··· RECORDS SHOWN

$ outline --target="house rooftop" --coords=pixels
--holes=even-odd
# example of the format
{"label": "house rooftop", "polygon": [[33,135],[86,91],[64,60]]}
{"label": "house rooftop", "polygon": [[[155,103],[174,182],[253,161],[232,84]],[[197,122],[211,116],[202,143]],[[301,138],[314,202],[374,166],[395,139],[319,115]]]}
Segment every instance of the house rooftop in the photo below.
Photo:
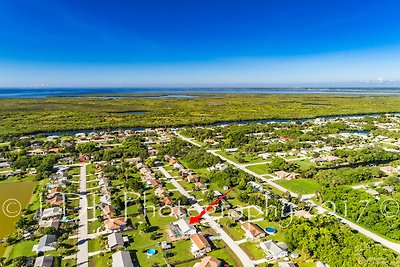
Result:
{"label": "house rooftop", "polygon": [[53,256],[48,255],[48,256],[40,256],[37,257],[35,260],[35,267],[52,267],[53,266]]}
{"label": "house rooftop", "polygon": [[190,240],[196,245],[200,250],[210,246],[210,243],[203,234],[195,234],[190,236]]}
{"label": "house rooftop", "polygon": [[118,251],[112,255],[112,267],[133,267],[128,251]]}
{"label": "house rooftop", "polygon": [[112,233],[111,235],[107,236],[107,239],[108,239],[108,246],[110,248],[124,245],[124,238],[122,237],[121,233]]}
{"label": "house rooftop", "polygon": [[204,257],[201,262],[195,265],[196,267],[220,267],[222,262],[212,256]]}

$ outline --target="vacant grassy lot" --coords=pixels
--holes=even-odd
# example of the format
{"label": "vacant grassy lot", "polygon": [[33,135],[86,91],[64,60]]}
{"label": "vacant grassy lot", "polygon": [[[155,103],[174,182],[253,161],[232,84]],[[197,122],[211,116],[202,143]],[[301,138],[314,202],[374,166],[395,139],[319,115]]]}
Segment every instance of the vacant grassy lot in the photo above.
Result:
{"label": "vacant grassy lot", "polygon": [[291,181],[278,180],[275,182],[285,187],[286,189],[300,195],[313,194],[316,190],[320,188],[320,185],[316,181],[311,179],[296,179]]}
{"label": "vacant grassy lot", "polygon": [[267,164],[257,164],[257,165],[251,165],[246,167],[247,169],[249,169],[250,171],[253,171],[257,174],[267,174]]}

······
··· RECORDS SHOWN

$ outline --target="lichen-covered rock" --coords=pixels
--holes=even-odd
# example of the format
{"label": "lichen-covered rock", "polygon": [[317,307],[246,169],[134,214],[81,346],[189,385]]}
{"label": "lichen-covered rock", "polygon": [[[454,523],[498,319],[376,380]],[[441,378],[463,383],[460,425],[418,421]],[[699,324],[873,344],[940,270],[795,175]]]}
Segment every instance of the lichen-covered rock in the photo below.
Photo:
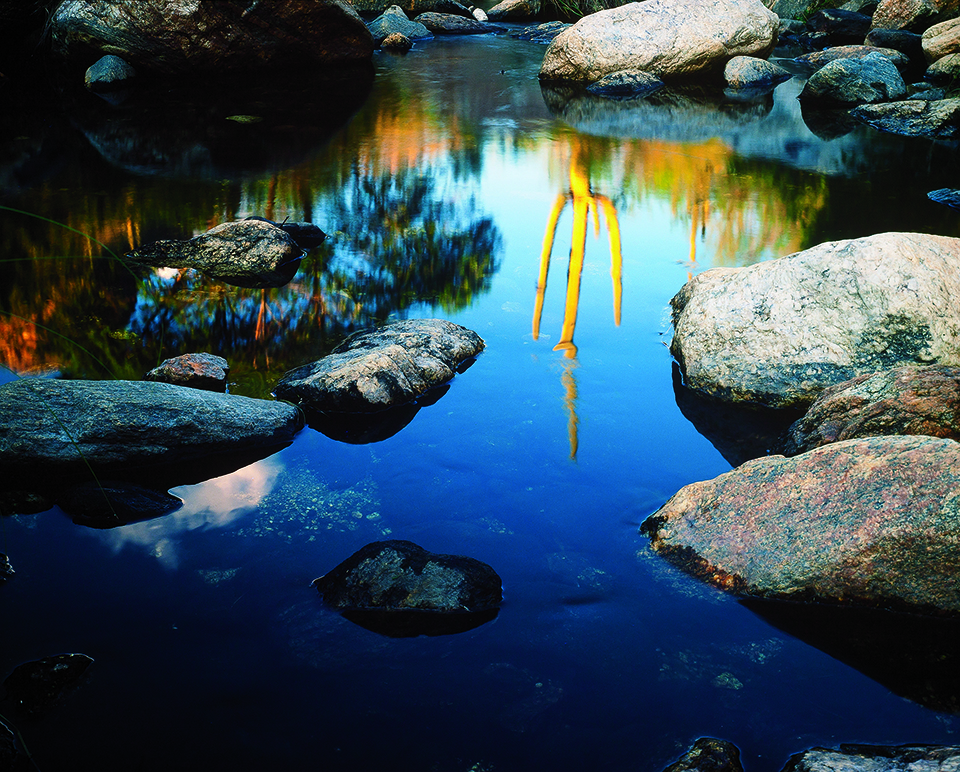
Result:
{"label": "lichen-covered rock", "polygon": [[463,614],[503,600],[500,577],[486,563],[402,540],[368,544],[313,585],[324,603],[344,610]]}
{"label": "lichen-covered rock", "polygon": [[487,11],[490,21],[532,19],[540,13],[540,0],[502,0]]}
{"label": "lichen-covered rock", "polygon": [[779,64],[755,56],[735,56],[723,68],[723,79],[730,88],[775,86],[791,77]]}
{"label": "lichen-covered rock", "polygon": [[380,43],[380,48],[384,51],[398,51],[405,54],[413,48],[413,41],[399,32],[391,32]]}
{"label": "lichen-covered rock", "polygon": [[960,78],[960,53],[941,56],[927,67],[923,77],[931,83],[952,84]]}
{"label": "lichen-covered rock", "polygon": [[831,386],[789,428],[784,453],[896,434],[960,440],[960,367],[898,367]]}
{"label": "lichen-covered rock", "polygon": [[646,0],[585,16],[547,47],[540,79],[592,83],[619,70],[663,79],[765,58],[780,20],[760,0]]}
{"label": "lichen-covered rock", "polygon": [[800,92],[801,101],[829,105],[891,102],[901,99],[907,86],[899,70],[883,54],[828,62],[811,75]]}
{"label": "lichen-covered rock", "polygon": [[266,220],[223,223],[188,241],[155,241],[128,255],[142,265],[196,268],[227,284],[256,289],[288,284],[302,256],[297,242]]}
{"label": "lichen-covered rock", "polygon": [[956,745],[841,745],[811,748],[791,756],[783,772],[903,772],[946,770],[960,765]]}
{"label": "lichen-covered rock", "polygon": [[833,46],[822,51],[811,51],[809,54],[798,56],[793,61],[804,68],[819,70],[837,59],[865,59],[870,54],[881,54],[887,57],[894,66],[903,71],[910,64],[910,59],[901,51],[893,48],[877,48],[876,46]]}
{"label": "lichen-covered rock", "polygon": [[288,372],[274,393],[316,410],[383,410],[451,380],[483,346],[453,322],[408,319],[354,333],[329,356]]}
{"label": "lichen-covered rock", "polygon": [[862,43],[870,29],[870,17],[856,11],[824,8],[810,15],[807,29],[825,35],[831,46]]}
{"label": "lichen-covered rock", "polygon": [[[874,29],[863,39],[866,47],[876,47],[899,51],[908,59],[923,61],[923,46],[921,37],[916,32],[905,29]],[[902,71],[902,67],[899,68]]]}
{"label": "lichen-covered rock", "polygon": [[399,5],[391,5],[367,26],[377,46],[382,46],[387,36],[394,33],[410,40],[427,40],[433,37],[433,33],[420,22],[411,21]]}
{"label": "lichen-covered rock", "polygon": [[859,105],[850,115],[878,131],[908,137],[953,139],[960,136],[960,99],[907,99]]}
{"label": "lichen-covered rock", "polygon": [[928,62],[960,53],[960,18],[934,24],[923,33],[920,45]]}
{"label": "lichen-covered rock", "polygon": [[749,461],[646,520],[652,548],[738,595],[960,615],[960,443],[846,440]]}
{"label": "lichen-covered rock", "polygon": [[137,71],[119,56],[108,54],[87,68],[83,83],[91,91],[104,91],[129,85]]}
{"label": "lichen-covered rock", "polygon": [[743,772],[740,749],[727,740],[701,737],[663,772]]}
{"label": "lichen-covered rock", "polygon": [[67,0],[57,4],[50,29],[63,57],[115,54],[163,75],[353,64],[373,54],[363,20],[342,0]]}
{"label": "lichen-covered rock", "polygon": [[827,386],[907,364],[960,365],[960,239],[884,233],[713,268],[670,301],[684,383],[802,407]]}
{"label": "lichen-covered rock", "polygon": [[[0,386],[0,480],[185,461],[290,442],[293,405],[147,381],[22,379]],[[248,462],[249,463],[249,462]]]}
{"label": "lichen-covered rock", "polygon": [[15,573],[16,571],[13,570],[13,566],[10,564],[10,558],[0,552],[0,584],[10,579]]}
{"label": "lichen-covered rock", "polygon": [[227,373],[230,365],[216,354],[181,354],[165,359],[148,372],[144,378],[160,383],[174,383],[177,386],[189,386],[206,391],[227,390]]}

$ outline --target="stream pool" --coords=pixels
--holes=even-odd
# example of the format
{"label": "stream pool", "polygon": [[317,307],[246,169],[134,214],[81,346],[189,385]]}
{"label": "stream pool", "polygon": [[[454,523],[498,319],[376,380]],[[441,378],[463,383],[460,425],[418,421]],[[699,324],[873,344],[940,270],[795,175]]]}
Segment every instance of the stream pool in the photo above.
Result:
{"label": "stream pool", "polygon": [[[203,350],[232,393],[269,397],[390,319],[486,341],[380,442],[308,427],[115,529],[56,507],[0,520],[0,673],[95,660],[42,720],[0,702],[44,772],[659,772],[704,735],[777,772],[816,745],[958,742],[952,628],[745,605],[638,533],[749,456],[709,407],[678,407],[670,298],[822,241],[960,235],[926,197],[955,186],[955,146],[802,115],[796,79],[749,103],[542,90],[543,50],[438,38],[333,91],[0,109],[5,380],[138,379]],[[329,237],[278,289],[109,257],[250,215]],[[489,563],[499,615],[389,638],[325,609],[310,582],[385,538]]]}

······

Copy all lines from the material that include "instance".

- _REPLY_
Segment every instance of the house rooftop in the photo below.
Segment every instance of the vacant grassy lot in the photo above.
Segment every instance of the lichen-covered rock in the photo below.
Segment every instance of the stream pool in the photo above.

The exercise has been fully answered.